Entries for bounding box labeling
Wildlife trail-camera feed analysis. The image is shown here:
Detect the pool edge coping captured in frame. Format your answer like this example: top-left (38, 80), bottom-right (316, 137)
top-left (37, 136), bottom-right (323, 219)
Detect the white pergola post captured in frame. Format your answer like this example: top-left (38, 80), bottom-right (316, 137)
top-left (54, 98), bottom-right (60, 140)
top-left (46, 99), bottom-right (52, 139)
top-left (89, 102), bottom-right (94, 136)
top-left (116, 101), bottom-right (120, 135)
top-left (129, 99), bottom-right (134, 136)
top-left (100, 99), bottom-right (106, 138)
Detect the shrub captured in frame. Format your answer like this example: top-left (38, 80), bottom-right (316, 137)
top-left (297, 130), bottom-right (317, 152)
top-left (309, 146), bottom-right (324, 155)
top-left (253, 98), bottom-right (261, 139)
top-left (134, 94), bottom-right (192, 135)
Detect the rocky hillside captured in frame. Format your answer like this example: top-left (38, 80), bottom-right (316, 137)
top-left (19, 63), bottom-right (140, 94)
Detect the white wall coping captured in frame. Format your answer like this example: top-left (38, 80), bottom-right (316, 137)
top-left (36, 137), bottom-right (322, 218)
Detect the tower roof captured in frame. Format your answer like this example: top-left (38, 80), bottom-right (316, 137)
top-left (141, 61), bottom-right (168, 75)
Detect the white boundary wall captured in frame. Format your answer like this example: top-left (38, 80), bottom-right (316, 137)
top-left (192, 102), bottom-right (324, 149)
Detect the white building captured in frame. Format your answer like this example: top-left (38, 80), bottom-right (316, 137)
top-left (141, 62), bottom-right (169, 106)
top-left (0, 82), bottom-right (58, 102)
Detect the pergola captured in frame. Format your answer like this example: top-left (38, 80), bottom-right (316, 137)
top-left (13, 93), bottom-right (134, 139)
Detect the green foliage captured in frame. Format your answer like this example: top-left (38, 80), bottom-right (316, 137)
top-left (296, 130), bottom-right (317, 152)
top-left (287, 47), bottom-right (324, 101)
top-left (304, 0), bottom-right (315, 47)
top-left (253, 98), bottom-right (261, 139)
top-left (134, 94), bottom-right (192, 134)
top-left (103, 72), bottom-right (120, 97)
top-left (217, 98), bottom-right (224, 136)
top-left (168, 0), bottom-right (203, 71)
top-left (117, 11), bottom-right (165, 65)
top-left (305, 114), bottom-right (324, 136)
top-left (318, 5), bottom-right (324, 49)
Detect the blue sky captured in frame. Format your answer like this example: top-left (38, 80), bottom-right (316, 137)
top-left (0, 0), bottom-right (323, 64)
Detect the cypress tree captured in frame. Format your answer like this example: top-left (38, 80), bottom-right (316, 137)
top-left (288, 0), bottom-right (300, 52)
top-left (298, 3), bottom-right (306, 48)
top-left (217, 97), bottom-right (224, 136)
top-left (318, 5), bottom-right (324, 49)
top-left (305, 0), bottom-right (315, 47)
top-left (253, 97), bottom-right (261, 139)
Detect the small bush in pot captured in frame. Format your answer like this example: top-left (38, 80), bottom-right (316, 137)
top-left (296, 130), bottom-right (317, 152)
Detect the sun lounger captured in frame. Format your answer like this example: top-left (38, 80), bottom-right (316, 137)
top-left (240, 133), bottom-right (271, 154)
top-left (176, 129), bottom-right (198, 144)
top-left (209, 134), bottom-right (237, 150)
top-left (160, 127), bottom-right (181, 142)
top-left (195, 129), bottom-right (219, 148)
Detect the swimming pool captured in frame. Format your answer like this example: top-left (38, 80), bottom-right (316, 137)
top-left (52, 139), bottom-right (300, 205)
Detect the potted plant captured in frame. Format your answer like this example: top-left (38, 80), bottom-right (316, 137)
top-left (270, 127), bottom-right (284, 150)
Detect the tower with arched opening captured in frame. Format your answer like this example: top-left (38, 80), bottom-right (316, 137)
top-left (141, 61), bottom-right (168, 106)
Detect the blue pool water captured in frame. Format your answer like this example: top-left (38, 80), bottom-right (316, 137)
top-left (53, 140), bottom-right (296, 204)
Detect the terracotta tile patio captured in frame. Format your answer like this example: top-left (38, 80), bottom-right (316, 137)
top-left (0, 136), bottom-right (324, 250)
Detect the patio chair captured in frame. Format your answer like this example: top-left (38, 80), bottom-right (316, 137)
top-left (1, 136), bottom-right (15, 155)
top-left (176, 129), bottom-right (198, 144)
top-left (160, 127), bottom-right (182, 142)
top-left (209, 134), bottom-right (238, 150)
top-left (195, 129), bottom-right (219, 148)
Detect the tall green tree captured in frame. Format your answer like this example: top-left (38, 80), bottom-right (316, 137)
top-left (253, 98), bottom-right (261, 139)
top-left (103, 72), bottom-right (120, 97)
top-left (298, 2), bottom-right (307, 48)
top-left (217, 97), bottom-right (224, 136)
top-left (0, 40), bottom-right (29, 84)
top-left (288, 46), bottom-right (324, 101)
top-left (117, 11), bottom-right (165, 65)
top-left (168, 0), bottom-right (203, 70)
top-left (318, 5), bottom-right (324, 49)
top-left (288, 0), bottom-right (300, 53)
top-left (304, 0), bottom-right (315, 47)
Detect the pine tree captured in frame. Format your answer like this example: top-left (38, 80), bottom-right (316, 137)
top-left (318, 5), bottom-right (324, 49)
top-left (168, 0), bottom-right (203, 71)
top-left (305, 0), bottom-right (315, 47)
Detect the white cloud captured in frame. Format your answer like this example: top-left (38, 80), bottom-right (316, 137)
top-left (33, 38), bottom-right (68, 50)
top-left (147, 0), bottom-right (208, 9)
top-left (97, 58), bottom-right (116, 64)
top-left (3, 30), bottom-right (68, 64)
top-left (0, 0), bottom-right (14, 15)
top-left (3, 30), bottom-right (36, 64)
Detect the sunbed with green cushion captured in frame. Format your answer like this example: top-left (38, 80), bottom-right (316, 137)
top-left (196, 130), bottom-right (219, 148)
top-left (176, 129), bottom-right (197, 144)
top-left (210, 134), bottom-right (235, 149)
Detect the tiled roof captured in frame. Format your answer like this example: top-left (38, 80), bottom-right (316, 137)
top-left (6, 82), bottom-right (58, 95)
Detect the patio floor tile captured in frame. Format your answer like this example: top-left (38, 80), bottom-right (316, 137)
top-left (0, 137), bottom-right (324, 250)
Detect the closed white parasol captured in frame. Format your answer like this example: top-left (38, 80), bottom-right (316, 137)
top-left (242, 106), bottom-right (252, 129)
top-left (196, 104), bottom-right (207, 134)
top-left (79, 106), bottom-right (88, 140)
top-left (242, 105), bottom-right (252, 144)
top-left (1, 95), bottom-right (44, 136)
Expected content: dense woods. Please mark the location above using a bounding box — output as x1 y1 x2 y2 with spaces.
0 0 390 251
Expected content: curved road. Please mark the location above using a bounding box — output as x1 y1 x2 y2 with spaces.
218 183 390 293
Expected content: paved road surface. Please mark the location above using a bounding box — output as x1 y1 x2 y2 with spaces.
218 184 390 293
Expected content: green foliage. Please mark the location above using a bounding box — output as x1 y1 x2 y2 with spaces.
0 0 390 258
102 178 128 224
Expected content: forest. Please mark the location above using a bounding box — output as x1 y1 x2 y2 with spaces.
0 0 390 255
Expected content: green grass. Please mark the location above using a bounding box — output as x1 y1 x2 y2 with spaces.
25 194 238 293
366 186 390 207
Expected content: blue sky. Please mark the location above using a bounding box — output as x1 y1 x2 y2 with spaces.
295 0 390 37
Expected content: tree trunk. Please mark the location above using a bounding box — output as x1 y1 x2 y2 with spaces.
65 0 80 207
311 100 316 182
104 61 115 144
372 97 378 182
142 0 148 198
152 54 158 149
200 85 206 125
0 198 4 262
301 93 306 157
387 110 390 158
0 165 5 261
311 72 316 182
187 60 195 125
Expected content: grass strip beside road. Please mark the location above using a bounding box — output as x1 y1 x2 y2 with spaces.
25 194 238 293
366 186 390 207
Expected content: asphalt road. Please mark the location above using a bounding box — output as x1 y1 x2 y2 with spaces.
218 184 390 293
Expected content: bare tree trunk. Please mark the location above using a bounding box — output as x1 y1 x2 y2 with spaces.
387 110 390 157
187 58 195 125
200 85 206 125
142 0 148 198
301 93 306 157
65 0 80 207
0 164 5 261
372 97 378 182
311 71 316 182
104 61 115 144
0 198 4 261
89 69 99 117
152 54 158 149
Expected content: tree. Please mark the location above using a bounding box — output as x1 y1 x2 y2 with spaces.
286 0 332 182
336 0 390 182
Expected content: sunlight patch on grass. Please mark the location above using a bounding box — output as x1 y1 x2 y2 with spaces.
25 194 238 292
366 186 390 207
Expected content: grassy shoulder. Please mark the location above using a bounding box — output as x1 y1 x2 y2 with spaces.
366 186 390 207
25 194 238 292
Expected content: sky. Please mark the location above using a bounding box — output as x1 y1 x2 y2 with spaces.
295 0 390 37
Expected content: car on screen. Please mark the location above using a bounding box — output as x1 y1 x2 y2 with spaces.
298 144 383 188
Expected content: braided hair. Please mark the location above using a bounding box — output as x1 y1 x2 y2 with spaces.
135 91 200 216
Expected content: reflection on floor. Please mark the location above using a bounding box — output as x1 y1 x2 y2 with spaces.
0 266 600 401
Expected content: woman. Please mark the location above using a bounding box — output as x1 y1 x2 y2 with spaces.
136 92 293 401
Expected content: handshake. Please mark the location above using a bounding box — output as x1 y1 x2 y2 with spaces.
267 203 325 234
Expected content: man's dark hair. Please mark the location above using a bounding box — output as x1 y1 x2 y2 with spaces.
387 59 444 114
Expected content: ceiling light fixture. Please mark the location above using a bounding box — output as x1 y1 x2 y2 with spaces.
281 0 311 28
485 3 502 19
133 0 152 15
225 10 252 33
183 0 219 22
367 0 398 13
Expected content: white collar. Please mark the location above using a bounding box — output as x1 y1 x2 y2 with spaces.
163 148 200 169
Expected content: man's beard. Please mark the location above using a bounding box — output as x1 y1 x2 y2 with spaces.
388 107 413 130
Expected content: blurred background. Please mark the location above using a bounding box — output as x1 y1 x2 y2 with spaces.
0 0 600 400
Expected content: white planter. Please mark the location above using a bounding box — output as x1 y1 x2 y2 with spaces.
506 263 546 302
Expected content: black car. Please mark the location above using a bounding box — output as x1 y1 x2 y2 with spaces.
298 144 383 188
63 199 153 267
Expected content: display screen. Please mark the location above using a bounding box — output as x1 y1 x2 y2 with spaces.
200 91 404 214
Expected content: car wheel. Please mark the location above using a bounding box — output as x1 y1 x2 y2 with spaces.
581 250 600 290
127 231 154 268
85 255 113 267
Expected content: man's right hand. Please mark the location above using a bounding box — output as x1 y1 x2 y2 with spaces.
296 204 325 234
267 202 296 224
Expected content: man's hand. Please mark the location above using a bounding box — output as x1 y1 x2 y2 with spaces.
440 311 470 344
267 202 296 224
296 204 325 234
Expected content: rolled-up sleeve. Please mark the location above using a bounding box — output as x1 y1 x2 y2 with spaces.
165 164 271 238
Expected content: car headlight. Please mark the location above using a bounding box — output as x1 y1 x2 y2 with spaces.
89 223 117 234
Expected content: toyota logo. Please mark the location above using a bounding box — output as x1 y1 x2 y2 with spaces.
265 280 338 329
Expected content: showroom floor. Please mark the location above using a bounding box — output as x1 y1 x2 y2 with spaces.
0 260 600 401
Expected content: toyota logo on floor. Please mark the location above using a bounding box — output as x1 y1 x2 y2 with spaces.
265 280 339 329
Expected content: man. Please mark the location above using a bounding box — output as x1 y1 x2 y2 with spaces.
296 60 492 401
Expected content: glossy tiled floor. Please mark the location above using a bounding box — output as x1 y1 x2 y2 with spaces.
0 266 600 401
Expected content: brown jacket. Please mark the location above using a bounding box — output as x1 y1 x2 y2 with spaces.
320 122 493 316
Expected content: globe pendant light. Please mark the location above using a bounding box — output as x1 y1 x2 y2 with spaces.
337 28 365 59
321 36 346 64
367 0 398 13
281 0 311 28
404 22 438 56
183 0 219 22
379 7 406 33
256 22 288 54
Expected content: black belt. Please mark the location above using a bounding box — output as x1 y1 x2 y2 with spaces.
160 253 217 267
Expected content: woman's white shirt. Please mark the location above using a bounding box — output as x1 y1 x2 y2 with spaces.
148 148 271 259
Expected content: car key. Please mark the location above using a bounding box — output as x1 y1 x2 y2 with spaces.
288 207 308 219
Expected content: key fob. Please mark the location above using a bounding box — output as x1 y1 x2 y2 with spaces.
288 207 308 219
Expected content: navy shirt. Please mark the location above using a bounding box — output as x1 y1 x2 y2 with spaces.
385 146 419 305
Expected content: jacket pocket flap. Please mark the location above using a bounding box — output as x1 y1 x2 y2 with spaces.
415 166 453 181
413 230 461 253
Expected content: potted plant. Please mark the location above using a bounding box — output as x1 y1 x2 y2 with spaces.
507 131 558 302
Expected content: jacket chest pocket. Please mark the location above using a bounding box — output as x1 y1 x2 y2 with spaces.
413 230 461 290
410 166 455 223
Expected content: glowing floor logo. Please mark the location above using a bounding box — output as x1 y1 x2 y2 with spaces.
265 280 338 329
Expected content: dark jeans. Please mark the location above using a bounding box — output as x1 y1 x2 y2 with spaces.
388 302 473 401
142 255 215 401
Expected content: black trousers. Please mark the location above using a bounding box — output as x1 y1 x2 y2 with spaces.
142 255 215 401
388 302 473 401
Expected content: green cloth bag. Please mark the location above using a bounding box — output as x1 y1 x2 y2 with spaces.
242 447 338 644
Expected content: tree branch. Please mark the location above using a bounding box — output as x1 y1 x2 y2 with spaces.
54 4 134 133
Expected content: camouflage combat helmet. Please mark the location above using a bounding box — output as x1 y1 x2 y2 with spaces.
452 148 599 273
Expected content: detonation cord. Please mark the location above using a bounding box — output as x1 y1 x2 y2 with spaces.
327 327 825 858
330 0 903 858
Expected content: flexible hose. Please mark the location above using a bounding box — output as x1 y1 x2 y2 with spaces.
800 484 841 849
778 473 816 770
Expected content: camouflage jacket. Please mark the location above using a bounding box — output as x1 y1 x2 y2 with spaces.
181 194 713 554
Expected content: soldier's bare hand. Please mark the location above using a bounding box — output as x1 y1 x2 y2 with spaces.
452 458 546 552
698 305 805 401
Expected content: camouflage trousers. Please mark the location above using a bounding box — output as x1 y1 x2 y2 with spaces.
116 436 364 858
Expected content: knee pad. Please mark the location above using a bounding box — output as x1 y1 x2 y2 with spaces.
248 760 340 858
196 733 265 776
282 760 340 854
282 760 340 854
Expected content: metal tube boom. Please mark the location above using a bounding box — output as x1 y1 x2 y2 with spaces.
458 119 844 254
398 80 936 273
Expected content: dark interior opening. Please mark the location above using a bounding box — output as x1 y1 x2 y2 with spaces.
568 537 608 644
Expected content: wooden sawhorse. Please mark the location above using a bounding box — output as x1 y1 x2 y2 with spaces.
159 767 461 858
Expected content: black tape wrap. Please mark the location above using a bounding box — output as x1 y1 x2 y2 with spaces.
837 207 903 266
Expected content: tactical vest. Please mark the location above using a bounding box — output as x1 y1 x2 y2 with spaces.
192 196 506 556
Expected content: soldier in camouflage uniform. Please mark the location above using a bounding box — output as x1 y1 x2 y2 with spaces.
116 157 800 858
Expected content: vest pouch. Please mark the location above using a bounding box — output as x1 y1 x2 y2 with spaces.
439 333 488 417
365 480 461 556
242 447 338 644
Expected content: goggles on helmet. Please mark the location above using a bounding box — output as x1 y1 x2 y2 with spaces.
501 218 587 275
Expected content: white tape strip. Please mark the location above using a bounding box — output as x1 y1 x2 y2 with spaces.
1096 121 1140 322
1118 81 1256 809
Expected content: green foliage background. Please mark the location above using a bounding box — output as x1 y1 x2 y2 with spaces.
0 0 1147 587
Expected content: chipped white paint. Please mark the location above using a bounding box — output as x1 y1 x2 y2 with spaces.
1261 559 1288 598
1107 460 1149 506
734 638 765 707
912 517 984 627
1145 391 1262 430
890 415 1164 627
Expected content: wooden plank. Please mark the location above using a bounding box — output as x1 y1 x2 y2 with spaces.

• [Short exercise]:
Rewrite the entries beginning at the line that has "Expected content: jacket pocket" and stopping after the line that has "507 131 558 302", putting "potted fern" in place of "potted plant" and leaving everything else unchanged.

• [Task solution]:
Expected content: jacket pocket flap. Please mark the location above using a bounding box — output as x1 y1 x2 y2 with spaces.
415 166 453 181
413 230 461 253
Expected content: potted fern. Please mark the location above using a bounding box — output as x1 y1 x2 y2 with spaces.
507 131 558 302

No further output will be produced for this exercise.